* _Texte fourni_:
──────────────────────────────

La guerre sino-vietnamienne de 1979 ou la fin d’une « relation spéciale »

 

Les communistes chinois et vietnamiens n’étaient pas condamnés par l’« Histoire » à devenir des ennemis héréditaires. Mais une triple rupture au sein du bloc communiste fut la source de la guerre sino-vietnamienne de 1979, aux lendemains de la guerre du Vietnam, mettant fin à l’internationalisme fraternel qui avait jusque-là sous-tendu la collaboration communiste en Asie, enterrant jusqu’à aujourd’hui la relation spéciale entre Hanoï et Pékin.

Personne n’aurait jamais pu deviner en 1950 qu’un jour, le Vietnam d’Hô Chi Minh et la Chine de Mao Zedong allaient se faire la guerre. L’avenir révolutionnaire s’annonçait si radieux cette année-là. En octobre 1949, la Chine était devenue communiste. Son nouveau leader, Mao Zedong, se rendit peu après à Moscou pour sceller un traité de sécurité avec le dirigeant de l’Union soviétique, Joseph Staline. Impressionné, ce dernier accueillit le nouvel État chinois dans le camp communiste et accorda à Mao la direction des affaires communistes en Asie dont relevait le Vietnam d’Hô. Sans attendre, le Grand Timonier reconnut en janvier 1950 le gouvernement d’Hô Chi Minh, ami communiste de longue date. L’aide militaire fournie par les Chinois s’avéra essentielle à la victoire vietnamienne sur les Français à Diên Biên Phu en 1954.

──────────────────────────────

* _Tâches à réaliser_:
[a] Répondez aux questions suivantes à partir du texte sur la guerre sino-vietnamienne.
(i) Quelle est, selon le texte, la source de la guerre sino-vietnamienne de 1979 ?
(ii) À quel mois et en quelle année la Chine devint-elle communiste ?
(iii) Quelle victoire vietnamienne l'aide militaire chinoise rendit-elle possible ?
[b] Restituez à l'identique le passage du texte sur la guerre sino-vietnamienne qui commence par « Personne n’aurait jamais » et se poursuit jusqu'à « Phu en 1954. ».
Le matériel placé après le texte est indépendant de celui-ci.

* _Matériel fourni_:
──────────────────────────────

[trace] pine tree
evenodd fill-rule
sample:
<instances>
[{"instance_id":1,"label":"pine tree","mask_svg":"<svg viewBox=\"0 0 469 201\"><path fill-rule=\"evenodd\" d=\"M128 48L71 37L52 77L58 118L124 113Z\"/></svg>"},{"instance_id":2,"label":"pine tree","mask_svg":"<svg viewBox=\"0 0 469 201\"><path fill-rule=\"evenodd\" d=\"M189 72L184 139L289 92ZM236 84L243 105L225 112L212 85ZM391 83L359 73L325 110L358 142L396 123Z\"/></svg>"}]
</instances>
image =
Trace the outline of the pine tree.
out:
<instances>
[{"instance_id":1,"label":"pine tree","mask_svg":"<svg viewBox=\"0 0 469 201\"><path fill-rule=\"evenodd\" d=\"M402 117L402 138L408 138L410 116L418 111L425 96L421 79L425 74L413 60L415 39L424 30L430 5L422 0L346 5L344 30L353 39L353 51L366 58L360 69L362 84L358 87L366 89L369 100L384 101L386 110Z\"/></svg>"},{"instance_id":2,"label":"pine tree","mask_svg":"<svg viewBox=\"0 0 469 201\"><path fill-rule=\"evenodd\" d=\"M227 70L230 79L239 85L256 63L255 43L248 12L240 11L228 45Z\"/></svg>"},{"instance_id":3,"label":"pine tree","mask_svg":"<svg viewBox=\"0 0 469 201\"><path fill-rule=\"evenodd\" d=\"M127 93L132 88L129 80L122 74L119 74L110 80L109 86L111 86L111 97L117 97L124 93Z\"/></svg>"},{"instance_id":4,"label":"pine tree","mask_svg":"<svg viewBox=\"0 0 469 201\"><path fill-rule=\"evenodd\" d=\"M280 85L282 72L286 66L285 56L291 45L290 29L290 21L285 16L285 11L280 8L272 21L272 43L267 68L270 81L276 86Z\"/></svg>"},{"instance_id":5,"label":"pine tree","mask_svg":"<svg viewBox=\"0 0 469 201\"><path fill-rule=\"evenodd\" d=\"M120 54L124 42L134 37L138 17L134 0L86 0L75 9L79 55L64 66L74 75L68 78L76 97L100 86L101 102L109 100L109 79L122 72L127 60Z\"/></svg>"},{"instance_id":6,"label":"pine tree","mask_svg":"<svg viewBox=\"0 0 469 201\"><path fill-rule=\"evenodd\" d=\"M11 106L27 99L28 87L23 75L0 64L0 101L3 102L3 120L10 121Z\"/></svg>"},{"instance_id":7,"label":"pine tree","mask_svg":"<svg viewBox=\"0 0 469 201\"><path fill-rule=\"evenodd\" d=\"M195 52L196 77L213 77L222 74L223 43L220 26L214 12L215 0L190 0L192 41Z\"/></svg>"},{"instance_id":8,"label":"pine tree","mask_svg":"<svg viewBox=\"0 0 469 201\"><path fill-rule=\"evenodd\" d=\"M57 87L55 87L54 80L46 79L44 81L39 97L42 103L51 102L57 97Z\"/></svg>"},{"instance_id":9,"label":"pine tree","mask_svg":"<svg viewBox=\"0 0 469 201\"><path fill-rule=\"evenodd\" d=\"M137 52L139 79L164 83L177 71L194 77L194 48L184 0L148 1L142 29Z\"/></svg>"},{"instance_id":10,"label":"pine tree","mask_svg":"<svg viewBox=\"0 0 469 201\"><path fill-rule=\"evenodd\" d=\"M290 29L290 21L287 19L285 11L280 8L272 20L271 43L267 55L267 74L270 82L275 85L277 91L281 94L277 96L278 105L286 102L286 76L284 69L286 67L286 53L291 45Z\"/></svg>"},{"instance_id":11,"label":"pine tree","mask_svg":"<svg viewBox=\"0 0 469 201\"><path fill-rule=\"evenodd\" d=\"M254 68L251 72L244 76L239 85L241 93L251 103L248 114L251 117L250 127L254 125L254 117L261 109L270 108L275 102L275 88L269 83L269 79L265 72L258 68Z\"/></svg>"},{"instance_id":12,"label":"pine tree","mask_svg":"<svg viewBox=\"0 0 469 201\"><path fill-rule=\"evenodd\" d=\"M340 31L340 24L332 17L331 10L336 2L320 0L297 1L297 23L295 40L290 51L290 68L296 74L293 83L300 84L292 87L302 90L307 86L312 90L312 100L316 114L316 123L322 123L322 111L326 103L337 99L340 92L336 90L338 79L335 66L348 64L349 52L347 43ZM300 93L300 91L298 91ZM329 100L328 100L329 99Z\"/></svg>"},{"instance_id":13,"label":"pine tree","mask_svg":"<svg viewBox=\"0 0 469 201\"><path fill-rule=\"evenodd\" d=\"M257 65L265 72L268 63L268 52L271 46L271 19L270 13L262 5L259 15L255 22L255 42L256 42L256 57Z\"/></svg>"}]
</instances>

──────────────────────────────

* _Réponses complètes_:
[a]
(i) Une triple rupture au sein du bloc communiste.
(ii) En octobre 1949.
(iii) La victoire sur les Français à Diên Biên Phu en 1954.

[b]
Personne n’aurait jamais pu deviner en 1950 qu’un jour, le Vietnam d’Hô Chi Minh et la Chine de Mao Zedong allaient se faire la guerre. L’avenir révolutionnaire s’annonçait si radieux cette année-là. En octobre 1949, la Chine était devenue communiste. Son nouveau leader, Mao Zedong, se rendit peu après à Moscou pour sceller un traité de sécurité avec le dirigeant de l’Union soviétique, Joseph Staline. Impressionné, ce dernier accueillit le nouvel État chinois dans le camp communiste et accorda à Mao la direction des affaires communistes en Asie dont relevait le Vietnam d’Hô. Sans attendre, le Grand Timonier reconnut en janvier 1950 le gouvernement d’Hô Chi Minh, ami communiste de longue date. L’aide militaire fournie par les Chinois s’avéra essentielle à la victoire vietnamienne sur les Français à Diên Biên Phu en 1954.